Given instruction: Rewrite every row below, swapping "integer pixel coords" for "whole-number pixel coordinates" and keeping everything else the same. Leave the pictures out.

Bounding box annotation entries
##############################
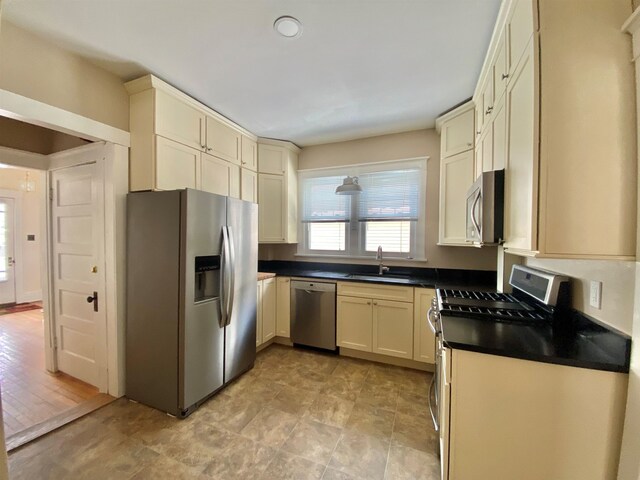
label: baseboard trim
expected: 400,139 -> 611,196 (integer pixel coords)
6,393 -> 116,452
340,347 -> 435,372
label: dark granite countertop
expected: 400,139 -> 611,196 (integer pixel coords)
258,260 -> 496,290
441,311 -> 631,373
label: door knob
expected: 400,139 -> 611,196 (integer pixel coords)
87,292 -> 98,312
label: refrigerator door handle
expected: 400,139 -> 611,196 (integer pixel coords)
225,226 -> 236,325
220,226 -> 230,328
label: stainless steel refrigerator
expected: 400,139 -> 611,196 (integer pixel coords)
125,189 -> 258,417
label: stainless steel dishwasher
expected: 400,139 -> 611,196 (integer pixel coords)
291,280 -> 336,350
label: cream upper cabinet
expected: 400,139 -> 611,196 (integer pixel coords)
336,295 -> 373,352
200,153 -> 240,198
125,75 -> 256,193
155,90 -> 205,150
262,277 -> 278,342
440,349 -> 628,480
258,139 -> 300,243
276,277 -> 291,338
438,150 -> 475,245
372,299 -> 413,358
240,135 -> 258,172
206,117 -> 240,165
240,168 -> 258,203
440,108 -> 474,157
474,0 -> 637,260
436,102 -> 475,246
504,37 -> 536,251
154,136 -> 200,190
413,288 -> 436,363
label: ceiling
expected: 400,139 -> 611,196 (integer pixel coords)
3,0 -> 500,146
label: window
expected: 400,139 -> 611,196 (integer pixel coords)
298,159 -> 426,259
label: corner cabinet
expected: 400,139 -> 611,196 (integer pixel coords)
125,75 -> 257,202
473,0 -> 637,260
436,102 -> 475,247
258,138 -> 300,243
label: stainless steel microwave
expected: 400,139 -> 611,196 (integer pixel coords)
467,170 -> 504,247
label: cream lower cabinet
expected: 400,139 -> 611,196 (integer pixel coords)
413,288 -> 436,363
336,282 -> 413,359
336,295 -> 373,352
276,277 -> 291,338
440,349 -> 628,480
256,278 -> 277,346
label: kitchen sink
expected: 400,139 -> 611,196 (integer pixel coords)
349,273 -> 412,283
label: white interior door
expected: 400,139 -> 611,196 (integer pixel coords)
51,162 -> 107,391
0,197 -> 16,305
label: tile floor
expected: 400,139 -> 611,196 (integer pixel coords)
9,345 -> 439,480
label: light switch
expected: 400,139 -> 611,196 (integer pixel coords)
589,281 -> 602,310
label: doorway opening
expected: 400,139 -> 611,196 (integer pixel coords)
0,118 -> 113,450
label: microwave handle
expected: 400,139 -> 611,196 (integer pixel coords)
471,190 -> 482,241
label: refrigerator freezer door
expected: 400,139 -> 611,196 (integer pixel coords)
224,198 -> 258,383
180,190 -> 227,411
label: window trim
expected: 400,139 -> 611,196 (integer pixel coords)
295,156 -> 430,262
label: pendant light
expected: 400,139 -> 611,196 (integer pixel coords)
336,177 -> 362,195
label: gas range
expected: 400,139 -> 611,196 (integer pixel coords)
434,265 -> 570,323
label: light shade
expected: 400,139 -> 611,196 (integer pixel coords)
336,177 -> 362,195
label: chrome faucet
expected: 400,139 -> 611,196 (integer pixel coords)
376,245 -> 389,275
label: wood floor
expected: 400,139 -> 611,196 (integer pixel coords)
0,310 -> 98,437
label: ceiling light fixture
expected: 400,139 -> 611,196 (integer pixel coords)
273,15 -> 302,38
336,177 -> 362,195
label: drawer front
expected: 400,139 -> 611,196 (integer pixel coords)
338,282 -> 413,303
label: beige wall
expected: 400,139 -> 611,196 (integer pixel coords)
259,129 -> 496,270
0,117 -> 88,155
0,21 -> 129,131
525,258 -> 636,335
0,168 -> 42,301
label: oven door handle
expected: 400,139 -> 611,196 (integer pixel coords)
427,307 -> 438,334
429,375 -> 440,432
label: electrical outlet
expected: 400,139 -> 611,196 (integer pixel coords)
589,281 -> 602,310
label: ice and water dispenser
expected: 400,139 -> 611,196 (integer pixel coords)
193,255 -> 220,302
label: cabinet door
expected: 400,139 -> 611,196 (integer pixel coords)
504,38 -> 538,251
476,122 -> 493,173
155,135 -> 200,190
262,278 -> 278,342
207,117 -> 240,165
240,135 -> 258,172
493,97 -> 507,170
336,295 -> 373,352
258,173 -> 286,243
256,282 -> 263,347
258,145 -> 289,175
276,277 -> 291,338
200,153 -> 240,198
373,300 -> 413,358
240,168 -> 258,203
413,288 -> 436,363
439,150 -> 474,245
155,90 -> 205,150
441,110 -> 474,157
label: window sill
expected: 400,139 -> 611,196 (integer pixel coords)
294,253 -> 428,263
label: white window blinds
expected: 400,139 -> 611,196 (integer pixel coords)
301,176 -> 351,222
358,168 -> 422,222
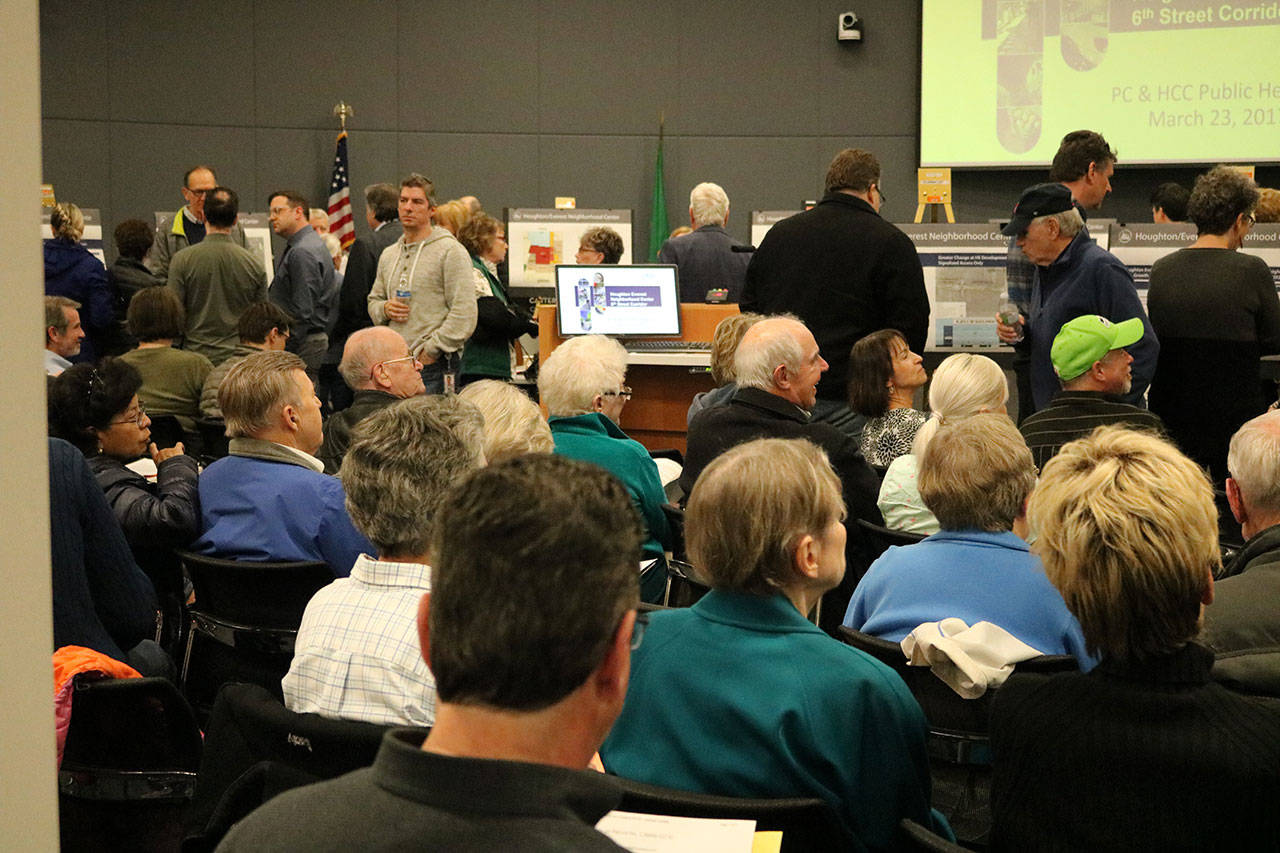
##############################
The completed task:
label: baseboard trim
expected: 400,139 -> 611,196 (whole-number pixel coordinates)
6,393 -> 116,452
340,347 -> 435,372
label: dark granite countertop
expected: 400,139 -> 611,196 (whole-number pixel coordinates)
258,260 -> 496,290
441,311 -> 631,373
label: door knob
expected: 400,139 -> 611,196 (whole-number pixel coordinates)
87,292 -> 98,312
label: refrigerator door handle
expected: 400,139 -> 611,196 (whole-number pixel coordinates)
225,226 -> 236,325
220,226 -> 230,328
label: stainless steel refrigerator
expected: 400,139 -> 611,196 (whole-number pixel coordinates)
125,189 -> 258,417
label: stainless steel dishwasher
expected: 400,139 -> 611,196 (whole-number pixel coordinates)
291,280 -> 336,350
label: cream upper cabinet
expected: 400,139 -> 611,196 (whole-number pixel coordinates)
336,295 -> 373,352
200,153 -> 240,198
125,75 -> 256,193
155,90 -> 205,150
262,277 -> 278,342
440,349 -> 628,480
258,139 -> 300,243
276,277 -> 291,338
438,150 -> 475,245
372,299 -> 413,358
240,135 -> 258,172
206,117 -> 240,165
240,168 -> 258,203
440,108 -> 474,157
474,0 -> 637,260
436,102 -> 475,246
504,37 -> 536,251
154,136 -> 200,190
413,288 -> 436,363
label: ceiling
expected: 400,139 -> 611,196 (whole-number pixel coordinates)
3,0 -> 500,146
label: window
expected: 400,139 -> 611,196 (whole-number pixel coordinates)
298,159 -> 426,259
label: corner cabinet
expected: 400,139 -> 611,196 (whole-number pixel coordinates)
125,75 -> 257,202
473,0 -> 637,260
436,102 -> 475,247
258,138 -> 300,243
label: stainless steel microwave
expected: 400,139 -> 611,196 (whole-number pixel coordinates)
467,170 -> 504,247
label: cream lower cabinet
expected: 400,139 -> 611,196 (whole-number pixel coordinates)
413,288 -> 436,363
336,282 -> 413,359
336,295 -> 373,352
276,277 -> 291,338
440,349 -> 628,480
256,278 -> 277,346
label: kitchen sink
expected: 400,139 -> 611,196 (whole-number pixel coordinates)
349,273 -> 412,283
label: white interior door
expected: 400,139 -> 611,196 (whole-number pixel coordinates)
51,162 -> 107,391
0,197 -> 16,305
label: tile floor
expected: 400,139 -> 611,196 (whole-number pixel coordinates)
9,345 -> 439,480
label: light switch
expected: 400,139 -> 611,196 (whole-number pixel coordinates)
589,281 -> 602,310
label: doorway opening
expected: 400,139 -> 611,196 (whole-number pixel coordinates)
0,118 -> 113,450
label: microwave handle
expected: 400,139 -> 611,196 (whole-number pixel coordinates)
471,190 -> 482,241
label: refrigerator freezer door
expected: 400,139 -> 611,196 (whole-number pixel coordinates)
224,198 -> 258,383
180,190 -> 227,411
label: window trim
expected: 400,139 -> 611,196 (whole-number pixel coordinates)
295,156 -> 430,262
label: pendant light
expected: 400,139 -> 611,196 (whole-number pixel coordinates)
336,177 -> 362,195
label: gas range
expected: 400,139 -> 611,196 (whole-number pixel coordinates)
434,265 -> 570,323
label: light shade
expected: 400,139 -> 611,196 (whole-number pixel coordinates)
336,177 -> 362,195
label: chrome faucet
expected: 400,139 -> 611,196 (whole-number pixel coordinates)
376,245 -> 389,275
label: wood floor
expected: 400,139 -> 611,196 (whole-number pixel coordinates)
0,310 -> 98,437
label: ceiling light fixture
expected: 400,139 -> 611,196 (whole-number pixel coordinates)
273,15 -> 302,38
336,177 -> 362,195
label: drawer front
expected: 400,139 -> 611,196 (whole-number pixel coordinates)
338,282 -> 413,303
label: beige wall
expected: 400,139 -> 611,196 (whole-number pixel coordinates)
259,129 -> 496,270
0,117 -> 88,155
0,21 -> 129,131
525,258 -> 636,335
0,168 -> 42,301
label: oven door handle
expected: 400,139 -> 611,196 (whole-number pixel coordinates)
427,307 -> 438,334
429,375 -> 440,432
label: electrical outlet
expected: 400,139 -> 611,196 (whole-number pixel coordinates)
589,281 -> 602,310
label: ice and water dispenser
expected: 400,139 -> 611,196 (whole-number pixel coordinates)
193,255 -> 220,302
label: cabinet door
expected: 400,139 -> 611,196 (whole-number pixel coordinates)
504,38 -> 538,251
476,122 -> 493,173
155,135 -> 200,190
262,278 -> 278,342
207,117 -> 240,165
240,135 -> 258,172
493,97 -> 507,170
336,295 -> 373,352
258,173 -> 286,243
256,282 -> 263,347
258,145 -> 289,175
276,277 -> 291,338
200,153 -> 240,198
373,300 -> 413,358
240,168 -> 258,203
413,288 -> 436,363
439,150 -> 474,245
155,90 -> 205,150
441,110 -> 474,157
label: window sill
expected: 400,139 -> 611,196 (whole-number pixel coordinates)
294,253 -> 428,263
label: white window blinds
expected: 400,139 -> 611,196 (whole-number pixel coordinates)
301,176 -> 351,222
358,168 -> 422,222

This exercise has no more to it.